Exercise requirements
Answer these questions from the thyroid research excerpt below.
(a) In the study of pregnant women in Canada, what TSH level counted as overtreatment?
(b) How many children's data did the 2020 retrospective analysis in Radiology assess?
(c) In the study published in the Journal of the Endocrine Society, what percentage of the cohort was overtreated?

Excerpt to read
#####
Risks with overtreatment during pregnancy

A cohort of pregnant women in Canada who were overtreated for hypothyroidism with levothyroxine were more likely to have a preterm delivery than women with normal thyroid-stimulating hormone, according to a study published in Thyroid.

As Healio reported, the goal of the retrospective study was to determine testing and treatment patterns and relationships between over- and undertreatment with adverse pregnancy outcomes among women prescribed thyroid hormone replacement. Researchers used multiple logistic regression analysis to determine if a TSH level of less than 0.1 mIU/L (overtreatment) or at least 10 mIU/L (undertreatment) was associated with adverse pregnancy or neonatal outcomes.

Researchers found that pregnant women with at least one TSH measurement of less than 0.1 mIU/L (n = 351 pregnancies) were more than twice as likely to experience preterm delivery vs. controls (OR = 2.14; 95% CI, 1.51-2.78). Undertreatment was not associated with adverse pregnancy or neonatal outcomes.

“This is a manuscript that resonated with me because it made me question some of my practices,” Haymart said. “This could be practice-changing or at least stimulate additional studies.”

Thyroid imaging in children

The thyroid imaging reporting and data system (TI-RADS) of ultrasound scoring has not been previously validated in pediatric patients, Haymart said. A retrospective analysis published in Radiology in 2020 assessed data from 314 children (mean age, 15 years; 82.8% girls) from a single center who underwent fine-needle aspiration biopsy between 2004 and 2017; the number of nodules that would be biopsied based on TI-RADS was compared with the number of nodules biopsied in clinic. Researchers observed that 19.1% of nodules were malignant and the use of TI-RADS alone would have missed 22% of cancers (17 of 77), Haymart said.

“A limitation of this was the retrospective design; TI-RADS was bound to fail,” Haymart said. “But there is a signal from this [study] that suggests additional work is needed. Maybe we need to think about modifications to TI-RADS for children.”

Race disparities in hypothyroidism treatment

A study published in the Journal of the Endocrine Society in March analyzed data from adults who underwent thyroid function testing as part of the 2007-2012 waves of the National Health and Nutrition Examination Survey and had hypothyroidism (n = 698). Within the cohort, 536 adults were treated, 115 were untreated with subclinical hypothyroidism and 47 were untreated with clinical hypothyroidism. Researchers stratified participants as undertreated (TSH > 5.6 mIU/L), overtreated (TSH < 0.3 mIU/L) and adequately treated. Within the cohort, 10.4% were undertreated and 12.7% were overtreated.
#####
[Point localization data]
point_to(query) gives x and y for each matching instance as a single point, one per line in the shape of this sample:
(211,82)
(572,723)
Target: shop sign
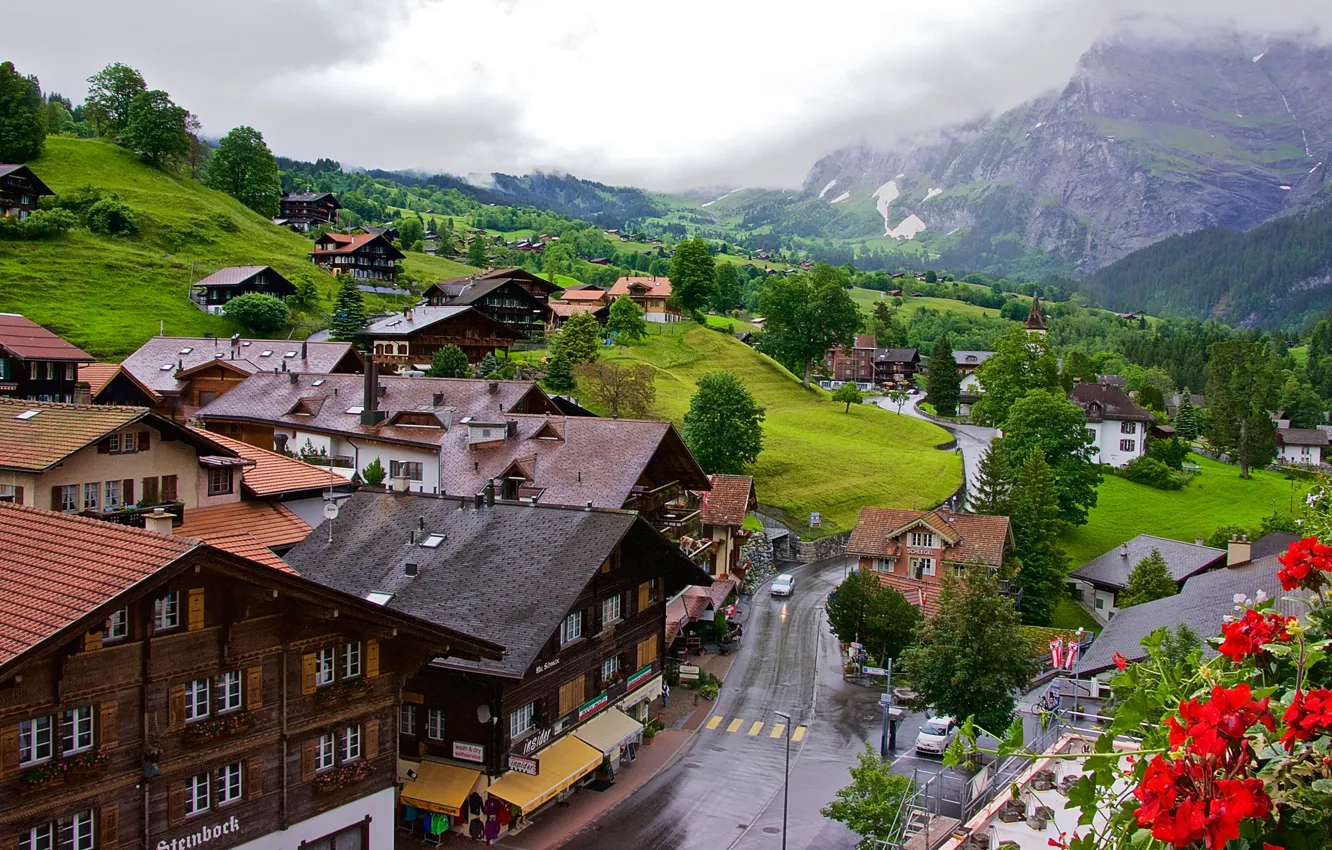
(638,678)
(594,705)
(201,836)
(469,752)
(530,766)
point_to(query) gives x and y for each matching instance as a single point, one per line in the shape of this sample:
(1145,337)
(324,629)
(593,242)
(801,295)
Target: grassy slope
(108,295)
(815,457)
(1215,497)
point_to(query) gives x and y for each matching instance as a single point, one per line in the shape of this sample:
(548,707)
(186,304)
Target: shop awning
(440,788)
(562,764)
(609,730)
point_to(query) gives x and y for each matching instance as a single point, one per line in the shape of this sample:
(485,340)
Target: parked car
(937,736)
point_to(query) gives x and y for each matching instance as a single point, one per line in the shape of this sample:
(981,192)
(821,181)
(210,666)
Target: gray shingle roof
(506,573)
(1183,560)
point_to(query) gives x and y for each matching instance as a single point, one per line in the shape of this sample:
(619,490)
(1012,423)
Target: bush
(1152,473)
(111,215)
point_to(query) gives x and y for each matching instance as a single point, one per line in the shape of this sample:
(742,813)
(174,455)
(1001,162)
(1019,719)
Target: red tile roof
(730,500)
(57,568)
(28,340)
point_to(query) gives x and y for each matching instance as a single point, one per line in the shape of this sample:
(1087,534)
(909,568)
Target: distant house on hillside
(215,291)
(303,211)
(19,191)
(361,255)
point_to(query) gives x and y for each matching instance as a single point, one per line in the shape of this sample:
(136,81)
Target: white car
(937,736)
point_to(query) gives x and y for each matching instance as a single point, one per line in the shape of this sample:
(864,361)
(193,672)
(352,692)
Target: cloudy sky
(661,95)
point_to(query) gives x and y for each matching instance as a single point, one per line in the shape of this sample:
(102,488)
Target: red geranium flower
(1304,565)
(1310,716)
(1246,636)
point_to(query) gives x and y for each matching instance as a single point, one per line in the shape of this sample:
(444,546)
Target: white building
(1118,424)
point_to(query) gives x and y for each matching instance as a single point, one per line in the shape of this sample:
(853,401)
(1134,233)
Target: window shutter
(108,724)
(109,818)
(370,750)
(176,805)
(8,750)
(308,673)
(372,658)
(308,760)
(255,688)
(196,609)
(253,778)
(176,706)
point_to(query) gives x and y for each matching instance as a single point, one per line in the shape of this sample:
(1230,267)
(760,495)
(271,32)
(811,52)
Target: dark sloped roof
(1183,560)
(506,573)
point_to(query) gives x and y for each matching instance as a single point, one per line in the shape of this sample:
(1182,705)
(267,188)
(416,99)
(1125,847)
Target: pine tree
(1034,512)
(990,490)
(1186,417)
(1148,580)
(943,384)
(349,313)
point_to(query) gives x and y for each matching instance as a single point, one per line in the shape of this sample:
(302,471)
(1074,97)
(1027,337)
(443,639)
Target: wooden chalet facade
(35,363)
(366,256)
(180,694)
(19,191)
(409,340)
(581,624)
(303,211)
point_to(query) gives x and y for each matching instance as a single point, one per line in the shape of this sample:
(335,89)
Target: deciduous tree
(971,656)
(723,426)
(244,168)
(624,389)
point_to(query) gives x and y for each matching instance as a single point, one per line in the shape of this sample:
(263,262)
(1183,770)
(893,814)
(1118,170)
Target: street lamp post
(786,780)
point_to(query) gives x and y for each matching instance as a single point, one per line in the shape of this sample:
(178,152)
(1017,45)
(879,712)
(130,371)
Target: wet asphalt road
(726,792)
#####
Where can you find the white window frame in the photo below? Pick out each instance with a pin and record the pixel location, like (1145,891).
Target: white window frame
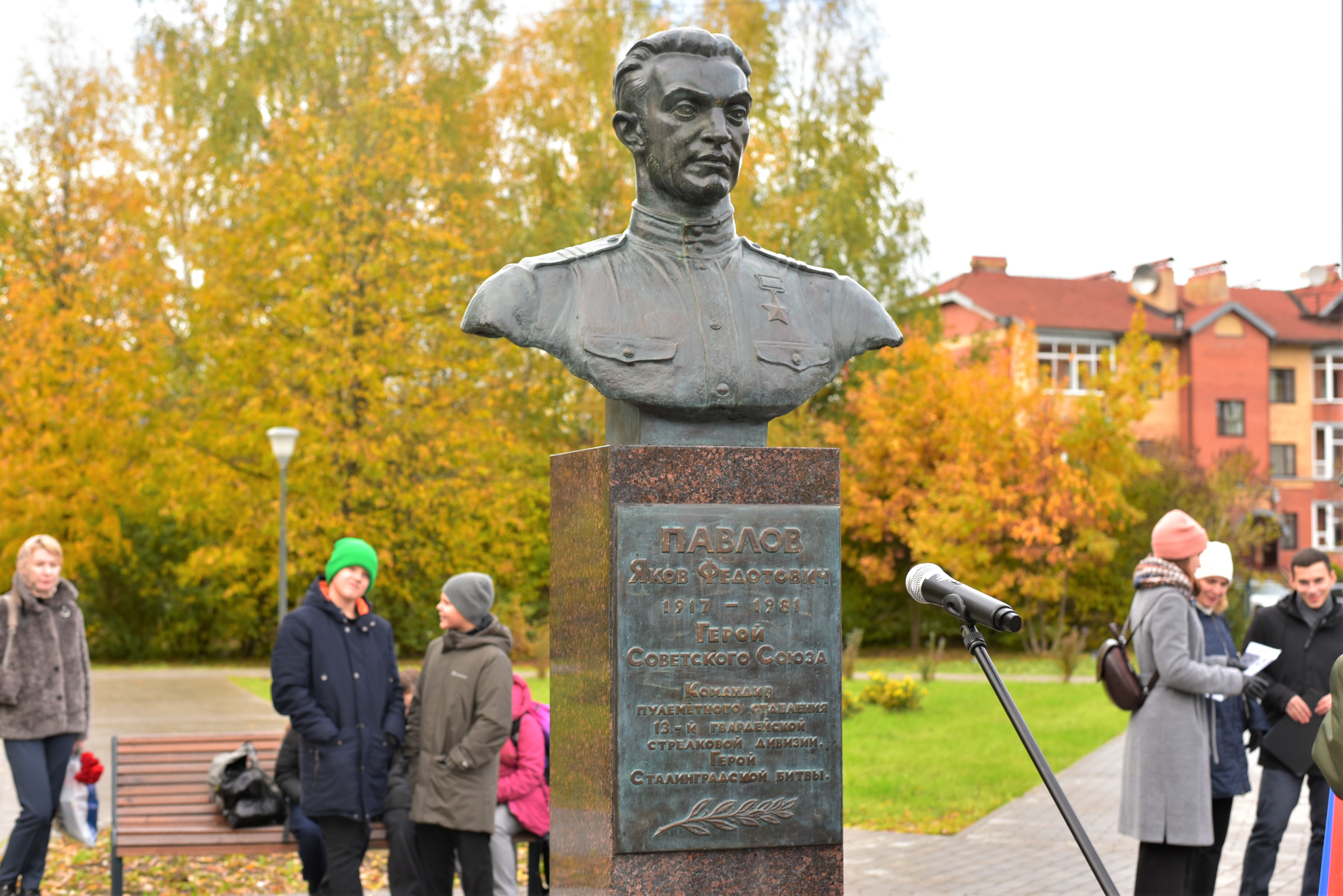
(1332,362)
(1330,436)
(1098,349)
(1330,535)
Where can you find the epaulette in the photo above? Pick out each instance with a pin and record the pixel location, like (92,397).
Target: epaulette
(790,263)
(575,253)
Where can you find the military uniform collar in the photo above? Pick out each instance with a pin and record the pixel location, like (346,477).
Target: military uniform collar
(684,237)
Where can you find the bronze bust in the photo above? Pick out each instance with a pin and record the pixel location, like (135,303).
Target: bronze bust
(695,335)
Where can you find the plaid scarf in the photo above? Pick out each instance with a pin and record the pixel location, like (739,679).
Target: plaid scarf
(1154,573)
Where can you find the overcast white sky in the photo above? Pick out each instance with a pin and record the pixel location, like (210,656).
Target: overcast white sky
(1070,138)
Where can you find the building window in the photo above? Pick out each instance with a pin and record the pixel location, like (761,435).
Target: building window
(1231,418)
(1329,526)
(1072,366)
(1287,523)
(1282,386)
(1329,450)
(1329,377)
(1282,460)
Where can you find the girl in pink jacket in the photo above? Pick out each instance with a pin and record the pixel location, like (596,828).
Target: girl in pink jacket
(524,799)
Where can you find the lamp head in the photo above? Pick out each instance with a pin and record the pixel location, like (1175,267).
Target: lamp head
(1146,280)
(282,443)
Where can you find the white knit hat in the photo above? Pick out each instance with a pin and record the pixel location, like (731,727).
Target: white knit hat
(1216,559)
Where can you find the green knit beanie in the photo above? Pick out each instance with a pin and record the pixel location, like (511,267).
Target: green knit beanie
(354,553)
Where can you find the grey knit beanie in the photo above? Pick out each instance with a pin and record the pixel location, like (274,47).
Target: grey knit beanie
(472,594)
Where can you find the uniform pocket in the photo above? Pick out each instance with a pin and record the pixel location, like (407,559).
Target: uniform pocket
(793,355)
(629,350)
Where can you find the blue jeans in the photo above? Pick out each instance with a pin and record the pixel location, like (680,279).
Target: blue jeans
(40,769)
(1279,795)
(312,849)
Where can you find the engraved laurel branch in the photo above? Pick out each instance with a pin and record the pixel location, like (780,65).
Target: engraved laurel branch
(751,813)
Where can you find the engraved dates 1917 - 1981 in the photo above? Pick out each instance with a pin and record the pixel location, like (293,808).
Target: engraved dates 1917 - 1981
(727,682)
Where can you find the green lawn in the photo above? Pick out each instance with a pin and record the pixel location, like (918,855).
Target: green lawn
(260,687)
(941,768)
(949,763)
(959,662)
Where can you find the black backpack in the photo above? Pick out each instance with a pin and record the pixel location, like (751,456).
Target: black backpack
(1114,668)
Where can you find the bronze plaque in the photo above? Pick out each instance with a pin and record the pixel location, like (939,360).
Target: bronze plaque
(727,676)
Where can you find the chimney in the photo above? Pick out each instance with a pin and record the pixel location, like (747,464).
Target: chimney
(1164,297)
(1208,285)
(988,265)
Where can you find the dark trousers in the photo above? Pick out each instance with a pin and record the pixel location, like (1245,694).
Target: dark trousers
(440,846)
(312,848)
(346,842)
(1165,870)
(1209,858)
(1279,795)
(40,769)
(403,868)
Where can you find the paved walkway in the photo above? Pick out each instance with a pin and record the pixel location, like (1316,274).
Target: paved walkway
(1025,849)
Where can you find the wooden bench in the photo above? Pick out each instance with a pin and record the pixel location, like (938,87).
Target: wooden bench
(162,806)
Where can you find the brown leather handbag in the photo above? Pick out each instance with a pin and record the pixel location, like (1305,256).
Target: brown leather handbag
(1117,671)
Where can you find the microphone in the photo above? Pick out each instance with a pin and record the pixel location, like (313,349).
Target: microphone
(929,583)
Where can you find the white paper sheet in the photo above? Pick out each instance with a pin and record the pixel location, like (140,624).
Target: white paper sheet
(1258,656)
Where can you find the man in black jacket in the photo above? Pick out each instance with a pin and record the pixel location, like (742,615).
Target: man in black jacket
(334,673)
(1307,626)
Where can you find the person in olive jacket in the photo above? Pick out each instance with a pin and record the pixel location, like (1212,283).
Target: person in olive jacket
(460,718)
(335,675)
#####
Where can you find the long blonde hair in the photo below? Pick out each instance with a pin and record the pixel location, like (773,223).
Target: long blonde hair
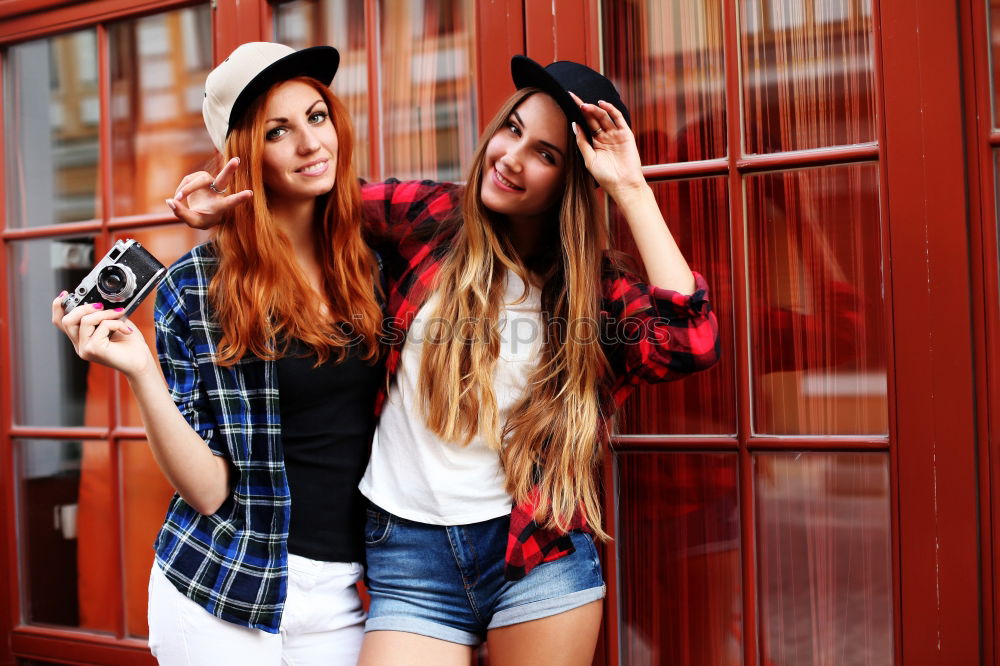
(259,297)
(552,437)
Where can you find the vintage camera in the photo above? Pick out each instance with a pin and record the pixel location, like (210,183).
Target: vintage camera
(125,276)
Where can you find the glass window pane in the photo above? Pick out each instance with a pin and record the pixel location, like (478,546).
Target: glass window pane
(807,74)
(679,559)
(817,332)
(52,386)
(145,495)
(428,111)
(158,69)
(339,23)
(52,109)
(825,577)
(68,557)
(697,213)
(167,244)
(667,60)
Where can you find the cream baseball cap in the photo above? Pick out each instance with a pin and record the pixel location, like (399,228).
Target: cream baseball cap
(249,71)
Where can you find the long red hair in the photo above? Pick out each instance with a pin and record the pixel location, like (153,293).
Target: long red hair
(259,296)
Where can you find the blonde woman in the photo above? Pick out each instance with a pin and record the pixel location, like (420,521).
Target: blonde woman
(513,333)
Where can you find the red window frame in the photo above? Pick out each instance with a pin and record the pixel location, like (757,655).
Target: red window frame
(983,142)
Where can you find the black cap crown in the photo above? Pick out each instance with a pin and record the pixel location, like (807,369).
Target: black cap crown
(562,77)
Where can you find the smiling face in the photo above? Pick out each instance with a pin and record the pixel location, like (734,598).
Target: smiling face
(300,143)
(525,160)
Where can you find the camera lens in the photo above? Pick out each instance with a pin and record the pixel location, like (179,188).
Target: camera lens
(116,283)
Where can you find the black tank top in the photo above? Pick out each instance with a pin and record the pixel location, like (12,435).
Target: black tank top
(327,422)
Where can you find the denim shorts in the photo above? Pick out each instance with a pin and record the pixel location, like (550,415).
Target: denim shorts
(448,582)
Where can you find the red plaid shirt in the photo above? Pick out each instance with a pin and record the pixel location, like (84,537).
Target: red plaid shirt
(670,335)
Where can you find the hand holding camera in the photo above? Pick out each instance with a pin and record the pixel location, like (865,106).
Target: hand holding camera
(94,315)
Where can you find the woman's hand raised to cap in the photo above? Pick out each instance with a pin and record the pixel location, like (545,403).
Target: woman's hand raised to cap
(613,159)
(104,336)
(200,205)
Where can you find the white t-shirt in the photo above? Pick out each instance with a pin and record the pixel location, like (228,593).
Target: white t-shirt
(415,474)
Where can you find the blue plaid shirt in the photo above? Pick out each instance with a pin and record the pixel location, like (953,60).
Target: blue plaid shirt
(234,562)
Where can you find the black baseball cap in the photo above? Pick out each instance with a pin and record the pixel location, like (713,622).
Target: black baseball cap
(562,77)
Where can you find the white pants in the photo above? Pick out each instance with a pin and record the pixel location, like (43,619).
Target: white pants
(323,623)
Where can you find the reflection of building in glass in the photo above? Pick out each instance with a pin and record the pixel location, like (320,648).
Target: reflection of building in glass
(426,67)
#####
Written answer
(a) A TSH level of less than 0.1 mIU/L
(b) 314 children
(c) 12.7%